Supplied information –
* * * *
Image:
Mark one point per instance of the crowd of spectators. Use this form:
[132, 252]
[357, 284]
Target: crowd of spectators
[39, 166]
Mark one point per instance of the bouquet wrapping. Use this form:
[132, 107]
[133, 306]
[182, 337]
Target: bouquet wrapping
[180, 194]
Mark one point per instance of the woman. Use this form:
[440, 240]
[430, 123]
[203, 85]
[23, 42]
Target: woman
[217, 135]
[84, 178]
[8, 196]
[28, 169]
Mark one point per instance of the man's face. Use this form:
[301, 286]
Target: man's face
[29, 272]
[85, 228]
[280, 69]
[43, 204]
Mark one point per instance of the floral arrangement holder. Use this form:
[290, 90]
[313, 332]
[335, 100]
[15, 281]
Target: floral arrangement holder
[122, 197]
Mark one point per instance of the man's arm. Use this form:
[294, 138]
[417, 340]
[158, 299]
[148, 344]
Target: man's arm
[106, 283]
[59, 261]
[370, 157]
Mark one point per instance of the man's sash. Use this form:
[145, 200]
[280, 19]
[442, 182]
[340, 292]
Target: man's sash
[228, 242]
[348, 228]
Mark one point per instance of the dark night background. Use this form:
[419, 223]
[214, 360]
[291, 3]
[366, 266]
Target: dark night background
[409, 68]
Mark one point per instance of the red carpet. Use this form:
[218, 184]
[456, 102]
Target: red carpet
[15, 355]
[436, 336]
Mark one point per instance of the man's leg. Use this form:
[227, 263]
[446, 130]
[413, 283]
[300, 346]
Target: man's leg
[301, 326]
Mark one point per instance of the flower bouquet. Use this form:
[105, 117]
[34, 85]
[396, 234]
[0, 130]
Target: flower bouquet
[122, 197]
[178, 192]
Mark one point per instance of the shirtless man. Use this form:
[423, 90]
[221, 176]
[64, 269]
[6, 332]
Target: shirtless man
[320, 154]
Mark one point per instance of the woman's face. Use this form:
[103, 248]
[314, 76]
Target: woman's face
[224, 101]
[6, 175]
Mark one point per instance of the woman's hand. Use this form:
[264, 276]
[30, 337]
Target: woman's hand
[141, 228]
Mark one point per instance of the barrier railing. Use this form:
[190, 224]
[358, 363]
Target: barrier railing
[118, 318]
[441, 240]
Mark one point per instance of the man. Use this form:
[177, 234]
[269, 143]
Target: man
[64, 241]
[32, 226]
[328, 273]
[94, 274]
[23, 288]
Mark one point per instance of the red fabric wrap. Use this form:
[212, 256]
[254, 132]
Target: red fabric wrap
* * * *
Given request –
Exactly reproduce all of the entries.

Task answer –
Image:
Mark one point per instance of the crowd of spectators. Use this form:
[132, 252]
[357, 284]
Target: crowd of spectators
[39, 166]
Mark one point per instance of the bouquet wrapping. Use this form:
[132, 107]
[133, 306]
[182, 337]
Target: bouquet wrapping
[180, 194]
Mark one point per instance of the woman. Use this form:
[440, 240]
[430, 123]
[203, 85]
[23, 42]
Target: woman
[217, 135]
[84, 178]
[8, 196]
[28, 169]
Mark one point per instance of the man's face. Use this form:
[301, 286]
Target: man's face
[29, 272]
[85, 228]
[280, 69]
[43, 204]
Mark one point per instance of the floral arrangement holder. Use this form:
[290, 90]
[313, 332]
[335, 100]
[15, 281]
Target: floral arrangement holder
[122, 197]
Mark one point per instance of the man's arm. Use this form:
[294, 138]
[417, 340]
[158, 299]
[148, 344]
Target: man's arm
[106, 283]
[59, 261]
[370, 157]
Mark one point per instance of the man's sash. Use this form:
[145, 200]
[280, 19]
[442, 182]
[340, 292]
Target: man's sash
[228, 242]
[348, 228]
Mark one point per instance of the dark night background. Use this form:
[419, 223]
[214, 360]
[291, 3]
[366, 266]
Target: dark night background
[409, 68]
Mark one point per instance of the red carpet. Use this form:
[218, 184]
[456, 102]
Target: red carpet
[15, 355]
[436, 336]
Mark one point per instance of the man's leg. Use this form:
[227, 263]
[446, 130]
[413, 283]
[300, 346]
Target: man's leg
[301, 326]
Mark one point per instance of the flower bouquet. Use this form:
[105, 117]
[34, 85]
[396, 234]
[0, 130]
Target: flower bouquet
[122, 197]
[178, 192]
Mark one point per instance of the shirtless man. Use this form:
[423, 90]
[221, 176]
[64, 269]
[6, 332]
Target: shirtless man
[320, 154]
Mark one point per instance of the woman's face. Use this form:
[103, 248]
[314, 76]
Target: woman's face
[224, 101]
[6, 175]
Mark one point per instance of the woman's hand. Use this form:
[264, 276]
[30, 337]
Target: woman's hand
[141, 228]
Mark one point per instance of the barrier railing. Use this form:
[190, 224]
[358, 363]
Target: barrier railing
[118, 318]
[441, 240]
Mark one point per instance of the man. Use this form:
[177, 234]
[269, 143]
Target: man
[64, 241]
[32, 226]
[328, 273]
[94, 274]
[23, 288]
Mark one point per instance of the red fabric wrap. Use this form:
[212, 256]
[254, 132]
Target: red fabric wrap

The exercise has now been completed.